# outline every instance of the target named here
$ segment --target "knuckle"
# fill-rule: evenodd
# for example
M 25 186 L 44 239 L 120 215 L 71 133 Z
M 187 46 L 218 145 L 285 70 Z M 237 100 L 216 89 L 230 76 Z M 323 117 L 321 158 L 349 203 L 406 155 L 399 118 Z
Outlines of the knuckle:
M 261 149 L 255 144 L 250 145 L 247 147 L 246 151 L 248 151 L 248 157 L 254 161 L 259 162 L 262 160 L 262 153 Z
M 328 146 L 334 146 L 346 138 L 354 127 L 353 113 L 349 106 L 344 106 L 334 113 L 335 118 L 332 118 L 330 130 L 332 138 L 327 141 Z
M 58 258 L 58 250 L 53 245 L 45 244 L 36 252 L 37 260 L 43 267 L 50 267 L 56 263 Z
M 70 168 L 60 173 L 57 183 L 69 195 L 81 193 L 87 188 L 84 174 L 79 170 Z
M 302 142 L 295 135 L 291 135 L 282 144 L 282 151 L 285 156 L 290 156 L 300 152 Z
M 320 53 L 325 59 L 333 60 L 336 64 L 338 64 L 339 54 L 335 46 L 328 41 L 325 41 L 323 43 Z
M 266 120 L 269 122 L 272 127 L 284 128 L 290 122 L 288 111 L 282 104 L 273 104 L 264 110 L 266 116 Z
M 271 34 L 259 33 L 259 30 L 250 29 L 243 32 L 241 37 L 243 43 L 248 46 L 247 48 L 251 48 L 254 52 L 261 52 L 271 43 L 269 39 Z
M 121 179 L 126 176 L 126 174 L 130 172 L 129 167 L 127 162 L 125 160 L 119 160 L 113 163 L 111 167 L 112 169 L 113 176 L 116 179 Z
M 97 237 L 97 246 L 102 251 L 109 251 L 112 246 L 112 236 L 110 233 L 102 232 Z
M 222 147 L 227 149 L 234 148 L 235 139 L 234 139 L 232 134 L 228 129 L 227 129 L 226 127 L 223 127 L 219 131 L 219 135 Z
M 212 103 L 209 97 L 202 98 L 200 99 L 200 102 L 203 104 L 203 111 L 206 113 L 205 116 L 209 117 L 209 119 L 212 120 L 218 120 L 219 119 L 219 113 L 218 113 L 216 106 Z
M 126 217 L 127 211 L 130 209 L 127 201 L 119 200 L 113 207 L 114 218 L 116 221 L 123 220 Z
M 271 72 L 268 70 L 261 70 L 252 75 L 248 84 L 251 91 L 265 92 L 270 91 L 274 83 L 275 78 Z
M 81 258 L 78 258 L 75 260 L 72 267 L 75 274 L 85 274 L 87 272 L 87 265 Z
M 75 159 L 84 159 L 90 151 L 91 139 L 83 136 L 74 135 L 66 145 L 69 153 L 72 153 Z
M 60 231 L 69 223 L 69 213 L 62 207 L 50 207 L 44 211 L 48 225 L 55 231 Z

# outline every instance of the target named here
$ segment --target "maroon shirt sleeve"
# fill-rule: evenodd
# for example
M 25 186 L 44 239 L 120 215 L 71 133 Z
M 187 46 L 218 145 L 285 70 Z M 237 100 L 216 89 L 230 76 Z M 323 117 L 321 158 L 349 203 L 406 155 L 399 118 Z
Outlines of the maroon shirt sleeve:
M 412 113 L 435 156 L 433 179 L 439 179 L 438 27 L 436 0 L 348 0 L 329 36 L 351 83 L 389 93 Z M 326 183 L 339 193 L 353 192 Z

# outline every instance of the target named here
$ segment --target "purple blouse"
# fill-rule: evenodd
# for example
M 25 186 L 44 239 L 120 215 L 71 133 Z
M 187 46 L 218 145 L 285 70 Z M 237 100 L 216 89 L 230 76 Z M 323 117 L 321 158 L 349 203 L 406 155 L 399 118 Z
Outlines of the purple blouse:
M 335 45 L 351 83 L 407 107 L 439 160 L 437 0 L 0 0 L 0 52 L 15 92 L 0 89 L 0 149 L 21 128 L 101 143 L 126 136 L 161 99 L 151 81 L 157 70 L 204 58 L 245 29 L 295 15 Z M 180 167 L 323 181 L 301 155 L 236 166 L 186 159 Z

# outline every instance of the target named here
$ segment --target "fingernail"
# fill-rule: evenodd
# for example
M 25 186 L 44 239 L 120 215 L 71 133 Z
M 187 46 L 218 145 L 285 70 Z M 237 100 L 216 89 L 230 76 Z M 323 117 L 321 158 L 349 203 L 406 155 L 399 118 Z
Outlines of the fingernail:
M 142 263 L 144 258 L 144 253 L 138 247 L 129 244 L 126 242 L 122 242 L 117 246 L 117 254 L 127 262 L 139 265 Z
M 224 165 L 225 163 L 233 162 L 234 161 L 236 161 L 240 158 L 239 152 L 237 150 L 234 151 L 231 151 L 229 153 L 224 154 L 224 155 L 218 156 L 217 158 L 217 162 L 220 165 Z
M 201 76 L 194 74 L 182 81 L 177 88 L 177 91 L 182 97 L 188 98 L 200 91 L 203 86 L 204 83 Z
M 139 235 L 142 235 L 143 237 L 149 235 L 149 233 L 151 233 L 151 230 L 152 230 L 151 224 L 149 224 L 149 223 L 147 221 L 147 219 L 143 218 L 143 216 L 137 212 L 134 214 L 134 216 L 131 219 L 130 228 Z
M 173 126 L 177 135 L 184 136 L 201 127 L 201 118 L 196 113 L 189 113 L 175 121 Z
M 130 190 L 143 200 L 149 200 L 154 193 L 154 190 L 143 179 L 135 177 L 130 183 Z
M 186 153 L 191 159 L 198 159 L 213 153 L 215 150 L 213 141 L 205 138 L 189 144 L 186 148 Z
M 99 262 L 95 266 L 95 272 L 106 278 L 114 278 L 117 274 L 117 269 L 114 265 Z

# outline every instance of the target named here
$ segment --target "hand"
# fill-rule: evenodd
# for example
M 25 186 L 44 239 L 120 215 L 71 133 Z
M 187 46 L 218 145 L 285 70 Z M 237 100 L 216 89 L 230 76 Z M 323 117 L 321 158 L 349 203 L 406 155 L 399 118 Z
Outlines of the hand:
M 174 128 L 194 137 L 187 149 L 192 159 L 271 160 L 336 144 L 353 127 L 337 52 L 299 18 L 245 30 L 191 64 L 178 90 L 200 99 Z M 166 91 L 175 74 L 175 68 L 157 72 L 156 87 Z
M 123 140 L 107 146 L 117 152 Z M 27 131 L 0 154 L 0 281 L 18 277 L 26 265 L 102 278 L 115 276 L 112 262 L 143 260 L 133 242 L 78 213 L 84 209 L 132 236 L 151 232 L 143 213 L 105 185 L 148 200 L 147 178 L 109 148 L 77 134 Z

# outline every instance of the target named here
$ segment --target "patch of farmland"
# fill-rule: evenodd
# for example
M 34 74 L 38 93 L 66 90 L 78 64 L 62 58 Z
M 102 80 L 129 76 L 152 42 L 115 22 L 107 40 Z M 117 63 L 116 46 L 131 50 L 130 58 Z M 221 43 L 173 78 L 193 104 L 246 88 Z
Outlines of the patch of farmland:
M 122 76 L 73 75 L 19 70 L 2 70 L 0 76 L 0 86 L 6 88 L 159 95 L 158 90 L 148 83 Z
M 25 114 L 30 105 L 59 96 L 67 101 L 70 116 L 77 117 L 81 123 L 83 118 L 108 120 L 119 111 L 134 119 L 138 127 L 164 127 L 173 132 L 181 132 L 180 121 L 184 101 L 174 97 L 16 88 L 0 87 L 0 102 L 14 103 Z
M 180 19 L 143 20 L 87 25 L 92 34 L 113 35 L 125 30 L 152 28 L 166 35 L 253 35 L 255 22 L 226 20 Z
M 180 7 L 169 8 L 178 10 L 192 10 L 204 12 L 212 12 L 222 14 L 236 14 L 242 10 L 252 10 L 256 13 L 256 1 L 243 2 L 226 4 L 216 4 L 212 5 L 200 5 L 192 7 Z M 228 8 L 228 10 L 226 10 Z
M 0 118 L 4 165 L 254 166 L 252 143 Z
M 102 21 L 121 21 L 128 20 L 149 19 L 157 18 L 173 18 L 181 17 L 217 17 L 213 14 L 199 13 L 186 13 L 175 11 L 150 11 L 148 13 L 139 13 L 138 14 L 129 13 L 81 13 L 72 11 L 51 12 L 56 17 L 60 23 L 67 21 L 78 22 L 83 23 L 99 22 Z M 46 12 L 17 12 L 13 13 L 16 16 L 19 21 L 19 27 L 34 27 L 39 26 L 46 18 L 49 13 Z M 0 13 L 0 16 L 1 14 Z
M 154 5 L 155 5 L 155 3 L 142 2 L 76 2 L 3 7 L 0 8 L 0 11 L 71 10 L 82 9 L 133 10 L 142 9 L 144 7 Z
______________________________
Requirements:
Reproduce the lines from the first one through the line holding "M 320 53 L 325", inclusive, with "knuckle" changed to "finger joint" and nothing else altered.

Response to the exercise:
# outline every instance of the target named here
$ segment --target "finger joint"
# fill-rule: evenodd
# for example
M 25 186 L 44 239 L 120 215 L 71 133 Z
M 187 46 L 218 145 L 285 70 Z M 237 100 L 216 89 L 230 76 Z M 323 117 L 321 158 L 349 203 L 406 155 L 399 118 Z
Outlines of the finger joint:
M 261 149 L 255 144 L 250 145 L 247 147 L 246 151 L 248 151 L 248 157 L 254 161 L 259 162 L 262 160 L 262 153 Z
M 328 146 L 334 146 L 346 138 L 354 127 L 353 113 L 349 106 L 344 106 L 334 113 L 335 118 L 332 118 L 330 130 L 332 138 L 327 141 Z
M 58 258 L 58 250 L 53 245 L 45 244 L 36 252 L 37 260 L 43 267 L 50 267 L 56 263 Z
M 70 168 L 60 173 L 57 183 L 69 195 L 81 193 L 87 188 L 84 174 L 79 170 Z
M 302 142 L 295 135 L 291 135 L 282 144 L 282 151 L 285 156 L 290 156 L 300 152 Z
M 320 53 L 325 59 L 333 60 L 336 64 L 338 64 L 339 54 L 335 46 L 328 41 L 325 41 L 323 43 Z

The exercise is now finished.